↓↓↓

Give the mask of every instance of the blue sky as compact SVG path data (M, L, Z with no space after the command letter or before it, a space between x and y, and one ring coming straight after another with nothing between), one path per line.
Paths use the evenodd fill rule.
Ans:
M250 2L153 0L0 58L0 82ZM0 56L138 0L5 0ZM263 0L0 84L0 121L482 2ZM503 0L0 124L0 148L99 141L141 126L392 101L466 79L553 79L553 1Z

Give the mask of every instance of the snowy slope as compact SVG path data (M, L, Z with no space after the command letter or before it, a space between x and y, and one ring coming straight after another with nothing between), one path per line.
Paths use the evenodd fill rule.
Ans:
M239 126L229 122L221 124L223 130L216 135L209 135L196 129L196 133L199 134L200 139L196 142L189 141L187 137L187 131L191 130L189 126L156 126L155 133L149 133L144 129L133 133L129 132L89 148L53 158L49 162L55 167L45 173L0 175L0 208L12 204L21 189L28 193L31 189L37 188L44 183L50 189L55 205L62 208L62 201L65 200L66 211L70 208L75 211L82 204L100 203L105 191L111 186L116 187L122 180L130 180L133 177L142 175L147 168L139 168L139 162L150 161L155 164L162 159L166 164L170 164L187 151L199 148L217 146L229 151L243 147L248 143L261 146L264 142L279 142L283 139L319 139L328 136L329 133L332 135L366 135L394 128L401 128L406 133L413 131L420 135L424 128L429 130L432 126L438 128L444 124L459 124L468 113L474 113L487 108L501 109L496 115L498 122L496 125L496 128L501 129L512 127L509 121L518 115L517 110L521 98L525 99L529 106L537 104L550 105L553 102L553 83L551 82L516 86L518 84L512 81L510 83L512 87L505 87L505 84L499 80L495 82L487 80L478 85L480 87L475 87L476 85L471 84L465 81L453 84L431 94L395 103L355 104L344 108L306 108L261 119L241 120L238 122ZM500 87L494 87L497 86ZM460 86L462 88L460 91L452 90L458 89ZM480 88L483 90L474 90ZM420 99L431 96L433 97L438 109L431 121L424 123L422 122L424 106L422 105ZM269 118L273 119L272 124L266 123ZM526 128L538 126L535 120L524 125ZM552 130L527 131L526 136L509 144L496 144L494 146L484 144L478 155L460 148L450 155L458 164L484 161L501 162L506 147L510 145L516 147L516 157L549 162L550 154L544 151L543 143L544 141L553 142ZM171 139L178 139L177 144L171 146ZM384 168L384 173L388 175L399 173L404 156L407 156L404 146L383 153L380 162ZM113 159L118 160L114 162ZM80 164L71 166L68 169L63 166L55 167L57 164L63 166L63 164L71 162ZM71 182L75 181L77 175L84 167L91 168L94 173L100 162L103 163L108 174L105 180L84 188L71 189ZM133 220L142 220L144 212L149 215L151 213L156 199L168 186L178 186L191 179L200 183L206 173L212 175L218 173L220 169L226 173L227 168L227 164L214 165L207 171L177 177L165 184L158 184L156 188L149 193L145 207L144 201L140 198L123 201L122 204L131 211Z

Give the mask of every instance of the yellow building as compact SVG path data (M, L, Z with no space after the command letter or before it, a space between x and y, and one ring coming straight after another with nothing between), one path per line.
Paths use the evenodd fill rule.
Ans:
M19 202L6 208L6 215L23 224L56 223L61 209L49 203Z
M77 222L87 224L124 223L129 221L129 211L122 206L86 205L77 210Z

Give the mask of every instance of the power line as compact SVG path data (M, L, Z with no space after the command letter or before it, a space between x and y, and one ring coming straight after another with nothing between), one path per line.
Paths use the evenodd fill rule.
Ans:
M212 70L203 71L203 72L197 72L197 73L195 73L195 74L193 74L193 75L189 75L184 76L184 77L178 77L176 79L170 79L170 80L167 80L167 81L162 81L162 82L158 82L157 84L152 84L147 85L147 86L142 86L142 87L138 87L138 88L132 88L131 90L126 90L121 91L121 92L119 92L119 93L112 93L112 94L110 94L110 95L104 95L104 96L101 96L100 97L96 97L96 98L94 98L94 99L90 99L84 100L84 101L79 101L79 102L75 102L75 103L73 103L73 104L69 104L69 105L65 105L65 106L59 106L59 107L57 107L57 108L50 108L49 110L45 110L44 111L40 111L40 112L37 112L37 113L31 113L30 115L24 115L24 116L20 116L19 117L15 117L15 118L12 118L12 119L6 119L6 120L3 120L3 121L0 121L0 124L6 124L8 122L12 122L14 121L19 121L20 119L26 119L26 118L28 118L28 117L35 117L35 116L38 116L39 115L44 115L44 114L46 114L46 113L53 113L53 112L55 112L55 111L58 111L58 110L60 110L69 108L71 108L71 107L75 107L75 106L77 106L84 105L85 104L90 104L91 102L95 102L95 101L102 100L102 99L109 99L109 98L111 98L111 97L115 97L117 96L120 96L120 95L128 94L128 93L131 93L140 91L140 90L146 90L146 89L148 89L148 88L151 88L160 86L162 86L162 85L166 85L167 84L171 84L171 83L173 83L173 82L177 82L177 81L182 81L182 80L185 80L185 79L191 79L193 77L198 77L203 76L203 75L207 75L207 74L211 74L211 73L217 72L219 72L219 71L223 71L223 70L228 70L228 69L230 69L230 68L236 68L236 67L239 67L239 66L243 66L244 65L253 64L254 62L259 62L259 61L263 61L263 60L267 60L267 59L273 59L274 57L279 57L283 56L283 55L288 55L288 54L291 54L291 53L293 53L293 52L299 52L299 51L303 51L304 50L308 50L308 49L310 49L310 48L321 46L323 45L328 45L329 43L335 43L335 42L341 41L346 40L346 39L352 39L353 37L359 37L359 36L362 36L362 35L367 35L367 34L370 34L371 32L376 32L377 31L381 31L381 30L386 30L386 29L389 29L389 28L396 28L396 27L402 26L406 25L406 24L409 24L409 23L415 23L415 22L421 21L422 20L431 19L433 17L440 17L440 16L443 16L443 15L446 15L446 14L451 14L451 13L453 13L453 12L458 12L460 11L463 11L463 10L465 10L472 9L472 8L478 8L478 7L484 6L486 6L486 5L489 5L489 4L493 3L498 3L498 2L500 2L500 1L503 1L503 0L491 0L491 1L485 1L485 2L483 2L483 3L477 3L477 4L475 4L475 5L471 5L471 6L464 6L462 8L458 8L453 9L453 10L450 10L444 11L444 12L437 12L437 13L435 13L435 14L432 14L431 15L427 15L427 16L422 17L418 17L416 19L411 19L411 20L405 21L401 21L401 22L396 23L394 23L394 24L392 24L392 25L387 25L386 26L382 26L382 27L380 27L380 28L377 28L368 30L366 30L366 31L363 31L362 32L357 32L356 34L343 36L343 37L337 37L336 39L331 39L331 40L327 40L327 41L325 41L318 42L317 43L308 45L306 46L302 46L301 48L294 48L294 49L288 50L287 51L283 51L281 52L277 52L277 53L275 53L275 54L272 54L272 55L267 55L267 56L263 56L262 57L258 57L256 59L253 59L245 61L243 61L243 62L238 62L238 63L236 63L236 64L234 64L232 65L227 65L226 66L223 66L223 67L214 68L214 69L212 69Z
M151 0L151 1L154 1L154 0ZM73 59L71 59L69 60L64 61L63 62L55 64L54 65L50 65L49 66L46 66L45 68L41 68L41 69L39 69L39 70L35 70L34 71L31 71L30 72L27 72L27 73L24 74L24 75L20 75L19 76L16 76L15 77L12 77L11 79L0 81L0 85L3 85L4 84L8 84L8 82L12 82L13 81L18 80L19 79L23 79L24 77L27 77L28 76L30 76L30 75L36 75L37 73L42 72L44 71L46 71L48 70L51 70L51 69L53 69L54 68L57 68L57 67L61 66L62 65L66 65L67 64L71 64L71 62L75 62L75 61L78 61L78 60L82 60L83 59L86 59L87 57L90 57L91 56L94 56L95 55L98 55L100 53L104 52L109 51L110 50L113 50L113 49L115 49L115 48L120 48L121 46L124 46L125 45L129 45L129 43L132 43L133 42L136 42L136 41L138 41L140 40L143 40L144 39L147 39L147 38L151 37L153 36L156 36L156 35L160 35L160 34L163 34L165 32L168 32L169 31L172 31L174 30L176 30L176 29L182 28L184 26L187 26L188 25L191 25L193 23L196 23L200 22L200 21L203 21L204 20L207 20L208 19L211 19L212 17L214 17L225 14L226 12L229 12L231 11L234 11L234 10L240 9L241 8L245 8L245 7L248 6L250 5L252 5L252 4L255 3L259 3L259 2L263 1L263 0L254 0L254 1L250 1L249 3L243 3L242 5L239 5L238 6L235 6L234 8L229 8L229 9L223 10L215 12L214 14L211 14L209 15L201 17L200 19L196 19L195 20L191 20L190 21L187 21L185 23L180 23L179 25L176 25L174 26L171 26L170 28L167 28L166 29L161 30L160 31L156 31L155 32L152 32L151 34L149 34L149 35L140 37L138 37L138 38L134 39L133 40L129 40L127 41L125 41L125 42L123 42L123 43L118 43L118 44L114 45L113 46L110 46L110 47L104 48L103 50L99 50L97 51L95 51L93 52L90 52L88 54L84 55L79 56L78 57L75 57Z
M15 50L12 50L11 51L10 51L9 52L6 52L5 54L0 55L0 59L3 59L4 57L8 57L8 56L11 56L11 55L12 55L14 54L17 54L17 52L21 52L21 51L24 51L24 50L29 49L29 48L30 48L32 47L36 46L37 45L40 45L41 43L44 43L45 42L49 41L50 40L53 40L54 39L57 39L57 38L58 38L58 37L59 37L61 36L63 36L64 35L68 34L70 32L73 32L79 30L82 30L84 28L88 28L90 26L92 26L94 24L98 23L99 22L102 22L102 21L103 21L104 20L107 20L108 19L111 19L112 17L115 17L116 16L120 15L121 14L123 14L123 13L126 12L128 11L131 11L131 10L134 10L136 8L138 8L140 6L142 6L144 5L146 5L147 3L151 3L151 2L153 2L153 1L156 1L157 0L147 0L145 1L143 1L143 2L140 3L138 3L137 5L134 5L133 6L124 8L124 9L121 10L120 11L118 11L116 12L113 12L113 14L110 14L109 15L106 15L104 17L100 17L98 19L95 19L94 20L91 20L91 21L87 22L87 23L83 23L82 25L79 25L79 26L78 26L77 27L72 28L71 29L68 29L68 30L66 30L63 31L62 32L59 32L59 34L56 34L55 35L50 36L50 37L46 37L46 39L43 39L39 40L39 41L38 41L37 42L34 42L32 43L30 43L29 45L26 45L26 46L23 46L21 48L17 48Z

↑↑↑

• _DIRECTIVE_:
Copy the records above word for word, starting with the first line and going on through the line with "M250 2L153 0L0".

• _SOLUTION BELOW_:
Give the mask of every instance of the blue sky as compact SVG path data (M, L, Z with no space after the command letter or before it, a space between x and y, and one ring coming straight after another with nothing between), one path per line.
Paths use the evenodd fill rule.
Ans:
M250 2L153 0L0 58L0 82ZM0 56L138 0L5 0ZM263 0L0 84L0 121L482 2ZM503 0L0 124L0 148L99 141L141 126L392 101L466 79L553 79L553 1Z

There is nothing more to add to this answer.